TESTO PROPOSTO

★ ★ ★ ★ ★ ★ ★

Nel film c’è anche il suo amico. Non in un ruolo da protagonista, come la storia ci porterebbe a pensare ma la solita comparsa di sempre, in un ruolo in cui non lo vede nessuno. 
Tranne John, che lo nota subito. Tranne dio, che tutto vede.

——

Come potete notare, in questa primissima versione della storia mancano molti degli elementi che ne caratterizzeranno la resa finale.

La proposta è scritta in modo molto colloquiale perché la inviavo a due persone che conosco bene e sento regolarmente, ma la forma standard per la proposta di un soggetto è decisamente diversa.

Quelli che ho inviato alla Bonelli, ad esempio, sono più brevi e più mirati al punto. Scritti con una prosa non colloquiale e in cui, soprattutto, si analizzano più nel dettaglio gli sviluppi importanti della trama, dal prologo, all’epilogo.

Tornando a quello che avete appena letto, dei due aspetti più importanti della storia, Clint Eastwood e il padre di John, non se ne fa proprio cenno.
Per quanto riguarda il regista, l’intenzione era quella di inventarlo del tutto. Magari ispirandomi a registi esistenti ma comunque, senza aggrapparmi ad uno specifico. Il che, iniziando ad approfondire la stesura del soggetto mi iniziava a creare problemi.

Per rendere credibile il rapporto tra lui e John bisognava creare un passato, un percorso, una serie di film che li legavano indissolubilmente.
Film che, realizzati da un regista inesistente, avrei dovuto inventare io e poi essere così bravo da utilizzarli a dovere per creare empatia anche col lettore.

Inserire un regista specifico avrebbe creato però un altro problema più legato alla narrazione: il suo rapporto con John Doe.
Spostare gli eroi dei fumetti popolari in contesti reali crea sempre qualche squilibrio anche se le loro storie sono ambientate ai giorni nostri. Da una parte perché li inquadra in un preciso momento storico temporale, dall’altra perché si rischiano sempre i paragoni agiografici.

E’ stato in quel momento che è spuntato fuori Eastowood.

Eastwood che da vivo è già immortale, eterno. Eastwood che visivamente è fatto della stessa corteccia delle querce millenarie. Eastwood che è, si regista, ma altrettanto concretamente,  icona.

Eastwood e John potevano esistere sulle stesse pagine senza che sembrassero appartenere a due mondi diversi. E in più suona credibile che un personaggio come John provi una passione smodata per i suoi film (mentre, ad esempio, non sarebbe stato credibile col cinema di Herzog o della Comencini) ma soprattutto, era in linea con la mia storia il fatto che Eastwood, nei suoi film, abbia sempre messo l’uomo al centro di tutto.

★ ★ ★ ★ ★ ★ ★

ELENCO DATI
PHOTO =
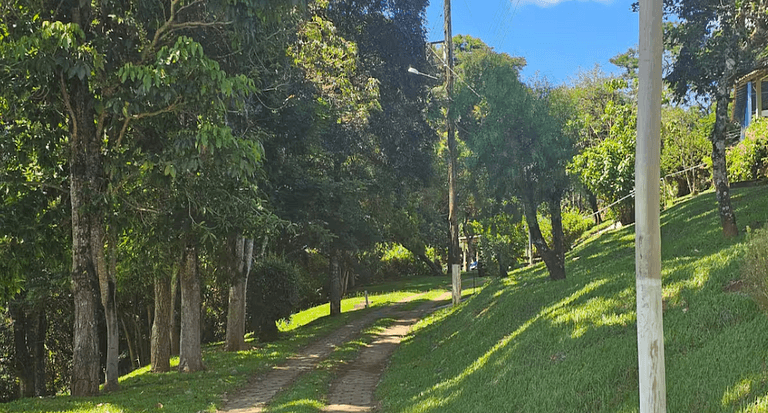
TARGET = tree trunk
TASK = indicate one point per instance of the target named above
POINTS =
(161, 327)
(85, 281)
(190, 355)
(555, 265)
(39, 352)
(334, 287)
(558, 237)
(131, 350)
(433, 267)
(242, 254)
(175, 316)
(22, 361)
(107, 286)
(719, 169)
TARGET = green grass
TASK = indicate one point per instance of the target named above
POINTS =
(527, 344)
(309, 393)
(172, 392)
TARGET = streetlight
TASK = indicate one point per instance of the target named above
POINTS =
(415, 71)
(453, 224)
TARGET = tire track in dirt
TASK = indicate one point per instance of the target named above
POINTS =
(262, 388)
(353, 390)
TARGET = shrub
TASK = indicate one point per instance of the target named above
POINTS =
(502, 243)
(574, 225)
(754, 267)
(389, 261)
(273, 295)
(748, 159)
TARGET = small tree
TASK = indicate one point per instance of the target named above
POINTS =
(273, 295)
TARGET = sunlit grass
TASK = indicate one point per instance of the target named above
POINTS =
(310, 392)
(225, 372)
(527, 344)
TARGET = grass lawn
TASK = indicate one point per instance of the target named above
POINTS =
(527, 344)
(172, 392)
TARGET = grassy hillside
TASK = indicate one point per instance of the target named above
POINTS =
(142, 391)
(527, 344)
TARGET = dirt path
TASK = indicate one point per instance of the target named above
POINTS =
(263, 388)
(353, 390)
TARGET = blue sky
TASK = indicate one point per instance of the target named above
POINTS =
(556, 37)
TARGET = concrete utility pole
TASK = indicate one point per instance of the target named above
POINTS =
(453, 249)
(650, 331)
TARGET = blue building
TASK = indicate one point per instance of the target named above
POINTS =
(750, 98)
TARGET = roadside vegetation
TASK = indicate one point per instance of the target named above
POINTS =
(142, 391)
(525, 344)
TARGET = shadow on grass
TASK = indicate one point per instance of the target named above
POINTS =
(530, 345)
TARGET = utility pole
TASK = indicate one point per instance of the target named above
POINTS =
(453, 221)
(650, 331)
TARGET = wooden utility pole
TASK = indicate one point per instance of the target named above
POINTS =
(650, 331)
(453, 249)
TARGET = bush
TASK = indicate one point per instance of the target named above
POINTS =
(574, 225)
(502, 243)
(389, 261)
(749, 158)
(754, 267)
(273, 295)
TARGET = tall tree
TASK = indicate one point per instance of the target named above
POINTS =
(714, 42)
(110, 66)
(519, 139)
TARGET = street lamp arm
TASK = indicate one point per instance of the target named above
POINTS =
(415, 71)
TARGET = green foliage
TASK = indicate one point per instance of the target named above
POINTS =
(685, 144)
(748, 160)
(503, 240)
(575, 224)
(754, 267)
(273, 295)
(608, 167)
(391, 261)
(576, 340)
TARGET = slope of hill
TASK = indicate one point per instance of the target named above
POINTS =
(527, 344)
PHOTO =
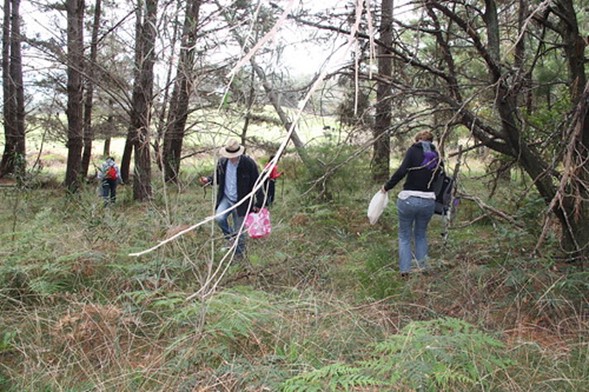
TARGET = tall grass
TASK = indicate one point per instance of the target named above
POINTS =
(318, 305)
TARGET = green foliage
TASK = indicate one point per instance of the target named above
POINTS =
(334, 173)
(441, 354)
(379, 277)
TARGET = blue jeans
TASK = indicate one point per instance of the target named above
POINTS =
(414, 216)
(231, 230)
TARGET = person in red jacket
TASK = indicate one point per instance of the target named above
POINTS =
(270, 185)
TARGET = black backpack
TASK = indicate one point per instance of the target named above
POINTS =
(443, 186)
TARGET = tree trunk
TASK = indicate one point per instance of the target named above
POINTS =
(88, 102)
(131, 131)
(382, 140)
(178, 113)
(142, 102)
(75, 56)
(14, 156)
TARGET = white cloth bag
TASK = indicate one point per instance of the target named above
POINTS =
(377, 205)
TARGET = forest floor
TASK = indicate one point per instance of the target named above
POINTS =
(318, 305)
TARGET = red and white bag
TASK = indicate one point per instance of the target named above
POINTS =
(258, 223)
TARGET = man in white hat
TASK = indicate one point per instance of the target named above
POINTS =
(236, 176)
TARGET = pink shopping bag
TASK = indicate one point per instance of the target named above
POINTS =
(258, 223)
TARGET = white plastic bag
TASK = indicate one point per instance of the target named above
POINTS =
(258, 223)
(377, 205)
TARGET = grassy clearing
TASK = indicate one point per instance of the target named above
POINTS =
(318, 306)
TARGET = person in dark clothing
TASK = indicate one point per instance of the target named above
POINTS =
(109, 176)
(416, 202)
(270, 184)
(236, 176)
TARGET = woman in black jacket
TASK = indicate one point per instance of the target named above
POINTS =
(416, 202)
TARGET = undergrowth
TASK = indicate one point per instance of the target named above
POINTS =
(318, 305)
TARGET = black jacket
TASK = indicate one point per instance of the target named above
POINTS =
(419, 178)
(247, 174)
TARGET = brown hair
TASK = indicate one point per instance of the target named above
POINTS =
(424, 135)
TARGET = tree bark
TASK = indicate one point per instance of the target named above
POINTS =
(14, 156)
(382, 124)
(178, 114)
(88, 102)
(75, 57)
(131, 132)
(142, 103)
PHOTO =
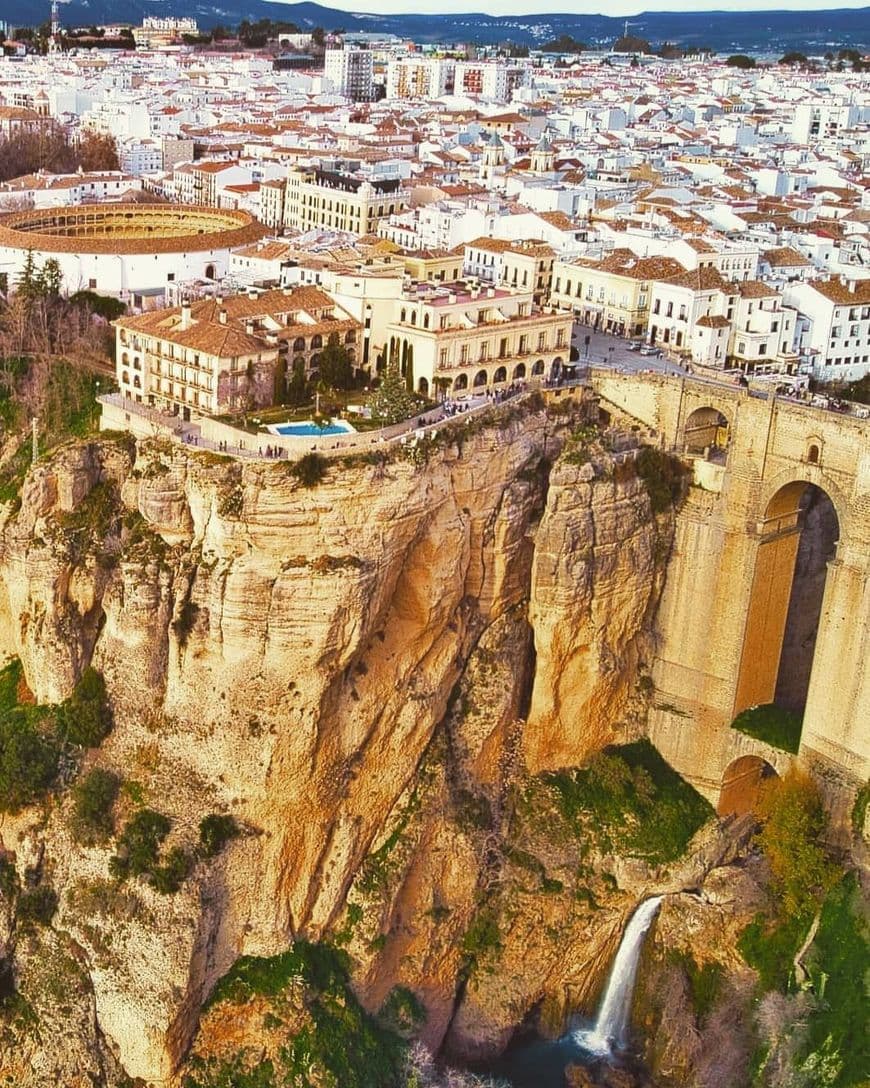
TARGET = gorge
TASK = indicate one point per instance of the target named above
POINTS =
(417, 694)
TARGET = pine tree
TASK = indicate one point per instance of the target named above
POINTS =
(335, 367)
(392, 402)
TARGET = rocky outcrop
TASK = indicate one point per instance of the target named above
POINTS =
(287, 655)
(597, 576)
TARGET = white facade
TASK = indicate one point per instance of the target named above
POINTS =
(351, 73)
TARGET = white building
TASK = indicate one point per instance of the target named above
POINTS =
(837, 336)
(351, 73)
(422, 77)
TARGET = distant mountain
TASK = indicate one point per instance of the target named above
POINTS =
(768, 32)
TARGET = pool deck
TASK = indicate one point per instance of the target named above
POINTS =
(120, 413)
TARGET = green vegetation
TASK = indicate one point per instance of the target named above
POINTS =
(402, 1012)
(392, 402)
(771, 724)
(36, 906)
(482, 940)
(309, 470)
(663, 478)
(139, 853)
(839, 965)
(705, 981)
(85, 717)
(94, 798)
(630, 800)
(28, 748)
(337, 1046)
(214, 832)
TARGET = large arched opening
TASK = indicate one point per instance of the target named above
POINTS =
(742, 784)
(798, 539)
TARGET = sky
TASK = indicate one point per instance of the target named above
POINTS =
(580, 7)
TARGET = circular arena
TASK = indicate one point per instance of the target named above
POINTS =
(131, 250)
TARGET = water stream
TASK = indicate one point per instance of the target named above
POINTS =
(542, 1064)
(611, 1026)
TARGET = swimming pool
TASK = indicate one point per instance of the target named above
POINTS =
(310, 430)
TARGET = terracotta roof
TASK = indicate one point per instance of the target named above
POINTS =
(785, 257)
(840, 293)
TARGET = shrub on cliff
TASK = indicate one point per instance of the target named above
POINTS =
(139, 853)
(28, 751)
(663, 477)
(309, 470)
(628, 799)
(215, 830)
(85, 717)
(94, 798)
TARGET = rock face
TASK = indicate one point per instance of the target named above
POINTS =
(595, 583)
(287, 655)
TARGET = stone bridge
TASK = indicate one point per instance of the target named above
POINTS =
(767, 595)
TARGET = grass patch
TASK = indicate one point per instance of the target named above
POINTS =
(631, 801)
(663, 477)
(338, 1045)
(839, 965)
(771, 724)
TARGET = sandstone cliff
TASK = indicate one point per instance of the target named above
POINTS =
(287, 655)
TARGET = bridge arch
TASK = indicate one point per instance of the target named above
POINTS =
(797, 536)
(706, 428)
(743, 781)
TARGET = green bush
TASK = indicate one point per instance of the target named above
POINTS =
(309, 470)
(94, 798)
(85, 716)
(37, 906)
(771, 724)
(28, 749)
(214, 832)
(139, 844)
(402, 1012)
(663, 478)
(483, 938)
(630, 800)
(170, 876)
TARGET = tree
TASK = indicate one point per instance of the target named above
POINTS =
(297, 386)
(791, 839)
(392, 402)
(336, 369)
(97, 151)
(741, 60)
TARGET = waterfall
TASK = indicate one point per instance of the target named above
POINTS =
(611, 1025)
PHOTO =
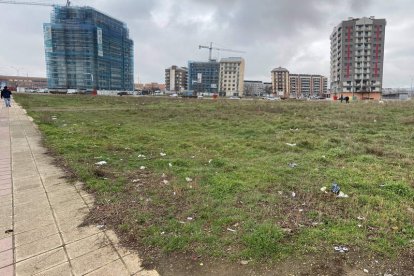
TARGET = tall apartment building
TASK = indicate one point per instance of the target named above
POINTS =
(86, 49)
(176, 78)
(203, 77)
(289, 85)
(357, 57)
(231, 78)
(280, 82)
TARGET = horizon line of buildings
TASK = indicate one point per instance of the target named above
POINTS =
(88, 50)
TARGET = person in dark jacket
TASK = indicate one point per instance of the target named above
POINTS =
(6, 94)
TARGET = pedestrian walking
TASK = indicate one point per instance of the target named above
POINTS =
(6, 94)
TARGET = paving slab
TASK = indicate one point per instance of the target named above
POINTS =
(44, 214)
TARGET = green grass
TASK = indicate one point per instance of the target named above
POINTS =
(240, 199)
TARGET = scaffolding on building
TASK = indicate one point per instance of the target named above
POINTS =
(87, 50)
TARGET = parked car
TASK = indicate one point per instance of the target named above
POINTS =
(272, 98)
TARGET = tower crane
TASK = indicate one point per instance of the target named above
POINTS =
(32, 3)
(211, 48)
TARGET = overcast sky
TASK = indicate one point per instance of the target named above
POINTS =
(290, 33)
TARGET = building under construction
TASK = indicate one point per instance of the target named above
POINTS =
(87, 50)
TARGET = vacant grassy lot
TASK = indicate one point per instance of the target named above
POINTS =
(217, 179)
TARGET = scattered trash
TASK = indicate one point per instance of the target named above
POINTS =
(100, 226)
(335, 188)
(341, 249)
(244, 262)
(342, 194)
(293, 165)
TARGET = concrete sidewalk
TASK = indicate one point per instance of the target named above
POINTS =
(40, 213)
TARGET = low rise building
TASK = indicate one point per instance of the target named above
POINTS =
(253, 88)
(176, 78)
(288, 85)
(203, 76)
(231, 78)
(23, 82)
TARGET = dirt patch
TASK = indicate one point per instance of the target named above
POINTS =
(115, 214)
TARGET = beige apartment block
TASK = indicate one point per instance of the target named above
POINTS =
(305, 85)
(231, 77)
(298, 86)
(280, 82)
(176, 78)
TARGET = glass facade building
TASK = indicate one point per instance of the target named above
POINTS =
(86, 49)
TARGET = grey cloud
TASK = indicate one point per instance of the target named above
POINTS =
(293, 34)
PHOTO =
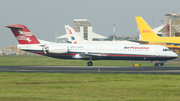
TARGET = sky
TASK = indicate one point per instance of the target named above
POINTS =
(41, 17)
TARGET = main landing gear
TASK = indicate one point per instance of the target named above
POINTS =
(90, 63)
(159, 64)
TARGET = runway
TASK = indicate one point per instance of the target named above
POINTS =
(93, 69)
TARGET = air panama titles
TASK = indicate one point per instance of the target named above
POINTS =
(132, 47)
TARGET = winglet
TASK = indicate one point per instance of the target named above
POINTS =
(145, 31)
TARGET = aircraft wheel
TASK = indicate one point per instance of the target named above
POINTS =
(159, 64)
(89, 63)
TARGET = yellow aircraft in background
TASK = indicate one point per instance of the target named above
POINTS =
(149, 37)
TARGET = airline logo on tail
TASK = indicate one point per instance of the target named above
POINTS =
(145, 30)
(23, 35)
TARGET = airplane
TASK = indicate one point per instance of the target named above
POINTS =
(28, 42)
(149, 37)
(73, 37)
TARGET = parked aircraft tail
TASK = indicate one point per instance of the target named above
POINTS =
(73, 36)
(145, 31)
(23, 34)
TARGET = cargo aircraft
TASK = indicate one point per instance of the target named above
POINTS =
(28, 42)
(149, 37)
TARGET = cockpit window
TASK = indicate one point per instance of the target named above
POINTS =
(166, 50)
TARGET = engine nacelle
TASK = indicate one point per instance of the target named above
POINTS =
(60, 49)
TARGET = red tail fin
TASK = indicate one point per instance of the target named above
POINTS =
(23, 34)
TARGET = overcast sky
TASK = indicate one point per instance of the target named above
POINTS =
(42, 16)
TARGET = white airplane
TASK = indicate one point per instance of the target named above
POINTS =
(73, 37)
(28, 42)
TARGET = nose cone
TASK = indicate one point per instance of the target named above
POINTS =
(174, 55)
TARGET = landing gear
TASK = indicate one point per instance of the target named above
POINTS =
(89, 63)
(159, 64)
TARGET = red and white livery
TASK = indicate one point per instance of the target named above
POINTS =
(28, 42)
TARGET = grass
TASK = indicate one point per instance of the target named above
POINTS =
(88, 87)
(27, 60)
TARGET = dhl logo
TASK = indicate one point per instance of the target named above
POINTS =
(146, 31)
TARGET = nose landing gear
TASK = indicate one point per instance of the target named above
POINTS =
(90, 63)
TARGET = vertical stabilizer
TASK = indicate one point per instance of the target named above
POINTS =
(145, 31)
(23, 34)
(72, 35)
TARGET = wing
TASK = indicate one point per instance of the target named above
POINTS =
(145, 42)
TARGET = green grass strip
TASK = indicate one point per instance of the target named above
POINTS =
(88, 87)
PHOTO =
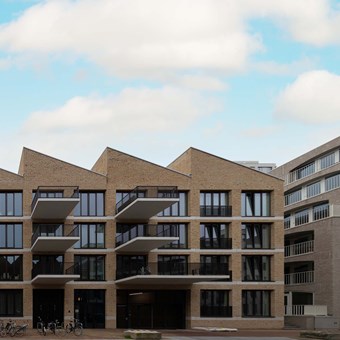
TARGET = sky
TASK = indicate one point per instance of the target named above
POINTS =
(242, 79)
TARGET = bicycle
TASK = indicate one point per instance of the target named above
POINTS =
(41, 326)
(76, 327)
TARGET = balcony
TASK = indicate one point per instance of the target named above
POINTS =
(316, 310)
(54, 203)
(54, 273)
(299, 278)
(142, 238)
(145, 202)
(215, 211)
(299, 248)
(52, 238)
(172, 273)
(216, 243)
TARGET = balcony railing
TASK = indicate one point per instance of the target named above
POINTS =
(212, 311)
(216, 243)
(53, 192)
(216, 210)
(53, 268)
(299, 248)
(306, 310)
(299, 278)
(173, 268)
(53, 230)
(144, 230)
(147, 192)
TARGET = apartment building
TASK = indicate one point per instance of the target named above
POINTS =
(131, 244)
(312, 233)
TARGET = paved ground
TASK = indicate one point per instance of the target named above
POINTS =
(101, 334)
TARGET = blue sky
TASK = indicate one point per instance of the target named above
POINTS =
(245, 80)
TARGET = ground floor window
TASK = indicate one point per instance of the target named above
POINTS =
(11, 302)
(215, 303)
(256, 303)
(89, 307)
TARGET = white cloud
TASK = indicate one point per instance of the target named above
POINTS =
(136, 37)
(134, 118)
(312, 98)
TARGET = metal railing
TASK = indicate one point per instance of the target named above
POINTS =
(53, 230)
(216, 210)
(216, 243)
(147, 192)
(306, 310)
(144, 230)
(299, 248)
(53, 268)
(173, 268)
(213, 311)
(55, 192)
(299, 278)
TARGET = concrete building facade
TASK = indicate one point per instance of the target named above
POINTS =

★ ★ ★ ★ ★ ★ ★

COSA SI CHIEDE
1. Nel testo sulla proposta di soggetto per John Doe, quali sono i due aspetti più importanti della storia di cui non si fa alcun cenno?
2. Riprendi il testo sulla proposta di soggetto per John Doe e proseguilo a partire dalla sua ultima frase.

SOLUZIONI
1. Clint Eastwood e il padre di John.

2.
Ok, ero decisamente arrapato.

Chiamai Roberto per proporglielo, lui accettò la mia proposta e un attimo dopo iniziò ad umiliarmi sulla sua preparazione su Eastwood rispetto alla mia.
Abbozzo. E mi lancio nel recupero.

In tutto questo però, della figura del padre di John, nel soggetto non ce n’è traccia e… non ce ne sarà mai fino alla fine!
E’ qualcosa di non previsto, arrivata, come mille volte succede, dopo aver iniziato a sceneggiare, così come il vero ruolo di Andy all’interno del cinema di Eastwood.

In questi casi le strade sono due: attenersi al soggetto proposto come fosse un dogma incontrovertibile, oppure lasciarsi trasportare dalla storia.
Nel primo caso sei sicuro di non sbagliare, ma il soggetto potrebbe diventare una gabbia in grado di bloccare sia te che stai scrivendo, che i tuoi personaggi.
Nel secondo devi stare attento a non lasciarti travolgere dall’onda ricordandoti sempre qual è la direzione verso cui hai deciso di portare il racconto.
L’emozione è la stessa di un rodeo in cui ti giochi il tutto per tutto per riuscire a restare in sella tra la promessa di un applauso e il rischio di finire col culo per terra sotto gli occhi di tutti.

Fine seconda parte.

[l’immagine a corredo di questo post è stata realizzata da Luca Maresca, disegnatore dell’albo]

Approfitto dell’uscita del mio primo albo di John Doe per mostrare una parte di quella serie di processi (mentali o produttivi che siano…) che solitamente restano soltanto nella testa degli autori o nelle porte chiuse delle redazioni.
Sperando di non annoiare chi, queste cose, le vive ogni giorno, e di interessare chi le sente per la prima volta.

Queste righe non pretendono di spiegare come si fanno i fumetti, raccontano semplicemente quello che ho vissuto io e quante strade sbagliate ho preso prima di imbroccarne un paio giuste.

Alla base della nuova stagione di John Doe ci sono state un sacco di telefonate con Roberto, tante chiacchierate ed una unica, grande, riunione a casa di Lorenzo in cui i due papà di John parlavano animatamente del loro personaggio, sotto gli occhi della piccola Greta, di Tiziana e i miei.

Avevo un sacco di cose da dire riguardo la nuova stagione ma me ne stavo in rigoroso silenzio… non volevo fare la figura dell’ultimo arrivato che improvvisamente si mette a spostare i mobili a suo gusto.

Li vedevo parlare del mondo che hanno creato e mi faceva piacere notare le differenze tra i due. Le stesse differenze che stanno alla base del successo di John.
Lorenzo e Roberto sono due autori così estremamente diversi che un personaggio che mixa le caratteristiche di entrambi doveva per forza uscirne fuori ricco di sfaccettature.

E’ Roberto a buttarmi nella mischia del brainstorming. Ci tiene che dica la mia e che non mi tenga niente (dopotutto è stato lui a spingere forte per farmi salire a bordo).
Lo faccio e li spiazzo un po’ perchè gli porto un elemento che forse non si aspettavano, ossia quello che voglio io da lettore di John Doe più che da autore.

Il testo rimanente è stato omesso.